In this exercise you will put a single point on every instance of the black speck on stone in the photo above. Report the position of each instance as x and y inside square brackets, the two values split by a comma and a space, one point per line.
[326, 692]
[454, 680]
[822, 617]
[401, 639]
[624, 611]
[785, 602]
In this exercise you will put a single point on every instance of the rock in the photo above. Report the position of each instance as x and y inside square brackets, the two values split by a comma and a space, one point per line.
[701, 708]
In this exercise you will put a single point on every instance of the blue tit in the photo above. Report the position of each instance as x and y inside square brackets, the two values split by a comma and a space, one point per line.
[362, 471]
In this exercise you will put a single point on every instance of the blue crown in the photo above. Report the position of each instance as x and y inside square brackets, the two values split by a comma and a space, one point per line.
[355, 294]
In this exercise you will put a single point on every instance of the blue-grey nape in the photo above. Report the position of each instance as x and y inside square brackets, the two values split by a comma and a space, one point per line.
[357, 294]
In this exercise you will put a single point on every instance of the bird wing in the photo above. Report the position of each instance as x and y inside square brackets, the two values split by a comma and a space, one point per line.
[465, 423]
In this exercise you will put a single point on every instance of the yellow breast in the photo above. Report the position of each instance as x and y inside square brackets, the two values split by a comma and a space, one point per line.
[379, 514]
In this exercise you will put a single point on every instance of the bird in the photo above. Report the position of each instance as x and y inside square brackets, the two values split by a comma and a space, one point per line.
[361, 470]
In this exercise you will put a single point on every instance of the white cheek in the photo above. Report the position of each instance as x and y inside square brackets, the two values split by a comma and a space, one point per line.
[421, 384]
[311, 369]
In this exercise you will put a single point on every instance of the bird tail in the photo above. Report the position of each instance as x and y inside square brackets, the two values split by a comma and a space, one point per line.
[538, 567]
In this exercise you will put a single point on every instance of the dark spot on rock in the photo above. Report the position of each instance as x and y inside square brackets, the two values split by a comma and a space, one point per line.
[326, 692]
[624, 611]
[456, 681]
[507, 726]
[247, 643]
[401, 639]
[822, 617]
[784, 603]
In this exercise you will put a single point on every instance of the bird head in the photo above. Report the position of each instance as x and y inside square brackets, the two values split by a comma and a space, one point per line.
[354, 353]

※

▶ Requirement
Rewrite all of the records above, substituting "task" for every occurrence of "exercise" and keeping everything else unchanged.

▶ Task output
In this task you will put a single point on every instance of the black speck on stone in the photo above. Report the position of each instance as x and y inside square brackets, the two values split by a comma and a space, one point per line.
[326, 692]
[454, 680]
[822, 617]
[401, 639]
[624, 611]
[785, 602]
In this task you will put a single point on every instance of the rock in the photo above. Report the position of each instance as x and y inside square brackets, the two values split by a comma and a space, one point per line.
[701, 708]
In this task you will put a single point on every instance of the blue tit in the photo above. Report the position of each instance as x and y inside square brackets, the two values split by a comma and a space, one point per line.
[362, 471]
In this task you will put a single point on every instance of the blue crown in the photo above. Report the position of each instance as x and y inside square brackets, the two values split by a comma and a space, one point per line.
[355, 294]
In this task you will put a single point on every instance of the blue-grey nape in the photo above. Report the position of each instance as x and y inside square brackets, the two values split by a comma and a space, one point per line.
[357, 294]
In this task you will put a single point on every instance of the bird wing in the photo above. Report the position of each instance as x and y inside square brackets, the two values split by a comma and a space, one point per line.
[465, 423]
In this task you will put a single point on every instance of the yellow breast in the photo above. Report the position of each instance as x and y inside square brackets, the two values split by a comma and a space, one point per line.
[379, 514]
In this task you will put a single point on every instance of the bird in the photo above. Report the position of each instance as x and y inside square brackets, the two values split by a comma and a space, one point per line.
[361, 470]
In this task you will put a single point on every instance of the white cheek in the photo above. Report the position of each instance as x and y inside square brackets, the two values split by a comma and a space, one point per line.
[421, 384]
[311, 369]
In this task you will put a single point on every instance of the bird tail in the photo above. Report the position of each instance as x and y inside square brackets, the two values split by a comma and a space, one point per line.
[538, 567]
In this task you will put a single point on every instance of the dark spot on rock in the photo above. Report the position of each instance as x and y inside square brackets, the two values split by a comma and a space, one point per line.
[326, 692]
[624, 611]
[456, 681]
[507, 726]
[247, 643]
[401, 639]
[822, 617]
[784, 603]
In this task you will put a single point on every instance of the bird head in the photo above. Report the position of each instance as x and y inside square brackets, the two values split by a comma and a space, one point per line.
[354, 353]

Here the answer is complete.